======== Text shown

It's a wonderful concept. Feeling blue or worried, you run to the market and choose a natural remedy off the shelf. No stigmatizing visit to a psychiatrist. Nothing in your medical record to spook your life-insurance company. Hours or days later, you are more cheerful or calmer. Restoring your well-being with the least fuss and the least risk is an excellent guiding principle. If a supplement like SAMe or St. John's wort can lift your spirits without making you feel exposed or embarrassed, taking it may serve you well.
But be careful. Natural products are not always the best or safest treatments for depression and anxiety. Like all drugs, herbs and tonics have chemical actions. They come with their own uncomfortable and sometimes dangerous effects. And because dietary supplements are not regulated as drugs, their quality can vary from brand to brand and even from batch to batch. The U.S. Pharmacopeia has recently started a program to verify the strength and purity of supplements. As a result, finding a high-quality product will soon be as simple as finding one with a USP seal. Still, caution is in order. Here are some recommendations to keep in mind if you try a natural mood booster:
First, consider the risks. Keep your options open, but don't assume that alternative remedies are harmless. Besides causing side effects, they can interact badly with conventional medical therapies. For example, St. John's wort can change blood levels of prescription antidepressants and undercut the positive effects of some treatments for HIV or cancer. The herb also can complicate anesthesia during surgery.

================

*Exercise*
Carry on the article about natural remedies for low mood and anxiety from its last sentence, in the same voice.

======== Data listing

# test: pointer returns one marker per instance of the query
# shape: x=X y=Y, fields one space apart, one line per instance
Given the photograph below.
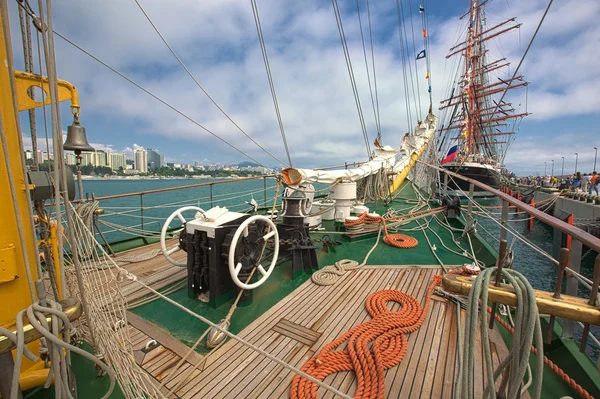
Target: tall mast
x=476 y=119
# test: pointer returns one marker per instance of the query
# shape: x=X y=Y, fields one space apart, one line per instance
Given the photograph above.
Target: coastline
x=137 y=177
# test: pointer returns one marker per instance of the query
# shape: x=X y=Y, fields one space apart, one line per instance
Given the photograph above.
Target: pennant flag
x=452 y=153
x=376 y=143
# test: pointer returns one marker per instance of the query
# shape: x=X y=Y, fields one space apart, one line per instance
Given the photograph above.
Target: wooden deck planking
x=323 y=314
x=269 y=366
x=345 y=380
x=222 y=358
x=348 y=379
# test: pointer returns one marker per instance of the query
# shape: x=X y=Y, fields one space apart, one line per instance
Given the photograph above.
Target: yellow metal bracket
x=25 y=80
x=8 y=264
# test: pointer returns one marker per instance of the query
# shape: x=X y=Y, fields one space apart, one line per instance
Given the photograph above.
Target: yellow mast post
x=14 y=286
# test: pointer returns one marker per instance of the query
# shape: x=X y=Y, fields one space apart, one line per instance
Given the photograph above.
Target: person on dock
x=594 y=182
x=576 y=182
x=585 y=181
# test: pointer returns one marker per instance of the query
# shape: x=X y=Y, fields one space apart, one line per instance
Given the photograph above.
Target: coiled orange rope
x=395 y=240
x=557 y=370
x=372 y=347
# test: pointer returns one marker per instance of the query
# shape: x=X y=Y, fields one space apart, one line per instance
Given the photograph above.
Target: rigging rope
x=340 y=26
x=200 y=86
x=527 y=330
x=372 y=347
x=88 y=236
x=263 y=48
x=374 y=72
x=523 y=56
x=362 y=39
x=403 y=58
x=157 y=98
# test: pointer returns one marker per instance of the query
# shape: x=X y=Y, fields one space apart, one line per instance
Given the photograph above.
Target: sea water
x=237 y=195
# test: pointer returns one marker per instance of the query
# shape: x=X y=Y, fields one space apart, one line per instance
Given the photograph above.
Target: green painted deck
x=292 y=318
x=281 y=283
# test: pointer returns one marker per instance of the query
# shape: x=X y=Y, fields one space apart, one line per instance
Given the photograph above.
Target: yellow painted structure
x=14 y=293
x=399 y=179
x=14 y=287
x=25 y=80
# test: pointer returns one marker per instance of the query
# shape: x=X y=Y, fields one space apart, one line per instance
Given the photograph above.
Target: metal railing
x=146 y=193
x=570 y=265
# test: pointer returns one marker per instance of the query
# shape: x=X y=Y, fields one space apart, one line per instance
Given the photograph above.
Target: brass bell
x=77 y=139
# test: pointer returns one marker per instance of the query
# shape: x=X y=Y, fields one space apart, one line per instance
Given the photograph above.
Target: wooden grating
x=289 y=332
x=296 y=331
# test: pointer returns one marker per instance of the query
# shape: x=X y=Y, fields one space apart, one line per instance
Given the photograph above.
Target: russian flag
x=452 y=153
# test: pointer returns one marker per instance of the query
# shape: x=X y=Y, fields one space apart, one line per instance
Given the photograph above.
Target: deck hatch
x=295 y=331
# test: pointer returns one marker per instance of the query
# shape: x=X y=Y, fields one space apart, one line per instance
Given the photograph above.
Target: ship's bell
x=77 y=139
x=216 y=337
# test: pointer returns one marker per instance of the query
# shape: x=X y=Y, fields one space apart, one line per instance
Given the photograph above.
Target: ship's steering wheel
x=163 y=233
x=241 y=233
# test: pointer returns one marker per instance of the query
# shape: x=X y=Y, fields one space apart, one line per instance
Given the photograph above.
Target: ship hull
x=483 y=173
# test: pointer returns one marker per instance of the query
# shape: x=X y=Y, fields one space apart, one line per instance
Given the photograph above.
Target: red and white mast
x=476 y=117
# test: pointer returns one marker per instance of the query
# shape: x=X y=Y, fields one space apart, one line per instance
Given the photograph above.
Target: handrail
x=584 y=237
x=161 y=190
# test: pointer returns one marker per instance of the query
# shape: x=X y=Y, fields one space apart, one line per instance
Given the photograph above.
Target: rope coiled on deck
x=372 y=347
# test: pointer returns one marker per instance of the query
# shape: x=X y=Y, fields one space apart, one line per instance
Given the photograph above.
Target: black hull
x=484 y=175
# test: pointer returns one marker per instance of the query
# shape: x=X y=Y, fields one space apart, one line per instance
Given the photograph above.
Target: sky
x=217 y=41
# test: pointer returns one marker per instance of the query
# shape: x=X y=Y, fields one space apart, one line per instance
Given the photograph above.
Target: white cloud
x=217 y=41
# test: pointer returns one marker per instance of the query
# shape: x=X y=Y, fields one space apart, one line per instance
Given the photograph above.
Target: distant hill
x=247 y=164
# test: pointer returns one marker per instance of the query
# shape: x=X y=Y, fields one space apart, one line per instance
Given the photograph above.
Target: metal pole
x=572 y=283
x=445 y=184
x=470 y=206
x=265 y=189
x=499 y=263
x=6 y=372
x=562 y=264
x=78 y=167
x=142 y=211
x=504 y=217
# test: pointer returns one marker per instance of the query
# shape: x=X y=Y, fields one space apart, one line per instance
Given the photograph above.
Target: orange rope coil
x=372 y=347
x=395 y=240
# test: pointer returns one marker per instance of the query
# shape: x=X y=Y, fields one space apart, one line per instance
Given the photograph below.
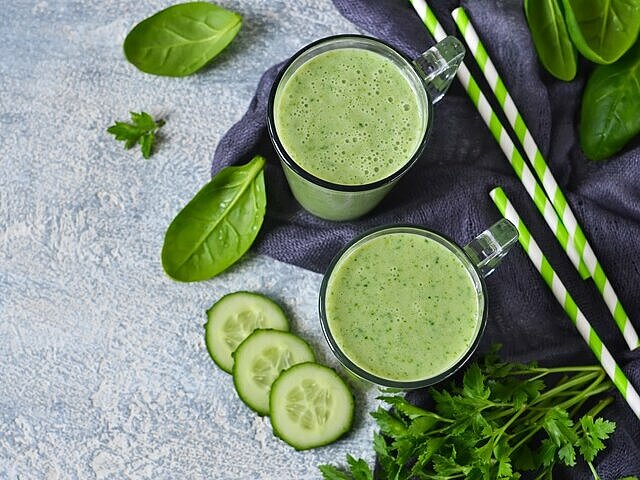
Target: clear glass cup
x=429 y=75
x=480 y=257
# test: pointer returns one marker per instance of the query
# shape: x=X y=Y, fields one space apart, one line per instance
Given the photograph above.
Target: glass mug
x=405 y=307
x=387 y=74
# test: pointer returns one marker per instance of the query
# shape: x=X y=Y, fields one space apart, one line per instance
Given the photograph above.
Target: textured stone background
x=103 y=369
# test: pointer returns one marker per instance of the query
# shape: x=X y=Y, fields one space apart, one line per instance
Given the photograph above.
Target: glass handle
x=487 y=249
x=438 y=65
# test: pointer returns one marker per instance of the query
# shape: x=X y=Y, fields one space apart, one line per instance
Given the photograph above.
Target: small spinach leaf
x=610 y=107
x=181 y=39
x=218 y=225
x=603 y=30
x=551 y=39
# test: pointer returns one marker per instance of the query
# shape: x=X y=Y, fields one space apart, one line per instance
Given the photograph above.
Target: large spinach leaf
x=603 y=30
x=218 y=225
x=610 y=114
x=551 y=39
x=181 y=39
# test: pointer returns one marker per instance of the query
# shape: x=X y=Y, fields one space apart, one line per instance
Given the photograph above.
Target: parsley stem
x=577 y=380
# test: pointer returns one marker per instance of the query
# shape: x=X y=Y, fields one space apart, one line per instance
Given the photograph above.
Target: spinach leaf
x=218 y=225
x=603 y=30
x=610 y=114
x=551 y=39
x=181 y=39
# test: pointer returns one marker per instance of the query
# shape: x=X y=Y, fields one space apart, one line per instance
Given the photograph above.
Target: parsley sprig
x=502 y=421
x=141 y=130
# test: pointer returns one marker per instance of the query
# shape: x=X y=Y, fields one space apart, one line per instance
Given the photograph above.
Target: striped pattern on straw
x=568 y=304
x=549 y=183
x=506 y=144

================

*Answer area*
Second, don't underestimate your problem. St. John's wort and SAMe are more appropriate for managing mild complaints than for treating major mood disorders. Severe depression and anxiety can sneak up on you, so don't take them lightly. The fear of being stigmatized may cause you to dismiss problems that deserve serious attention.
Third, talk openly with your doctor about the remedies you use. If the doctor scoffs or scolds, find another doctor--but if she respectfully voices concerns about your treatment and recommends traditional alternatives, please pay heed and make a reasoned decision. The best physicians embrace a self-guided approach to health and will help you weigh the merits of both conventional and complementary approaches.
Finally, don't ignore the reliable information available to you. For example, see the online resources from the National Center for Complementary and Alternative Medi-cine (nccam.nih.gov). Your doctor may even be able to help you sort through your options, making that office visit worthwhile.